#### [TASK OBJECTIVE]
Reproduce the entries. Each one must match the original exactly.

:::::

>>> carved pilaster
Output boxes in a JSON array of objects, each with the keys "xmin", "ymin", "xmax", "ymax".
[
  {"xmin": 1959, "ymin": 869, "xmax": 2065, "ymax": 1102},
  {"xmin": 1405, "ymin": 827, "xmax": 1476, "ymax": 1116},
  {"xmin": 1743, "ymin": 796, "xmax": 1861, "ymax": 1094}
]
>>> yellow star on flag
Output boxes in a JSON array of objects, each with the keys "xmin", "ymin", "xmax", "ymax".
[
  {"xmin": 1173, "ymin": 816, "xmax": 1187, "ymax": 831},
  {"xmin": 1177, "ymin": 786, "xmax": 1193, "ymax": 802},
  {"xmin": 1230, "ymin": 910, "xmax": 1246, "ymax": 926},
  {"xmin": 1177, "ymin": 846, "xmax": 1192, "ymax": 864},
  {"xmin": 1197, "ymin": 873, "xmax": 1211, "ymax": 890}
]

:::::

#### [YOUR SOLUTION]
>>> carved pilaster
Output boxes in a JSON array of objects, each with the keys "xmin", "ymin", "xmax", "ymax".
[
  {"xmin": 1959, "ymin": 869, "xmax": 2065, "ymax": 1102},
  {"xmin": 1405, "ymin": 827, "xmax": 1476, "ymax": 1116},
  {"xmin": 1743, "ymin": 796, "xmax": 1861, "ymax": 1094}
]
>>> yellow star on flag
Output boxes in a JSON array of objects, each with the keys "xmin", "ymin", "xmax", "ymax".
[
  {"xmin": 1173, "ymin": 816, "xmax": 1187, "ymax": 831},
  {"xmin": 1177, "ymin": 786, "xmax": 1193, "ymax": 802},
  {"xmin": 1230, "ymin": 910, "xmax": 1246, "ymax": 926},
  {"xmin": 1177, "ymin": 846, "xmax": 1192, "ymax": 864},
  {"xmin": 1197, "ymin": 873, "xmax": 1211, "ymax": 890}
]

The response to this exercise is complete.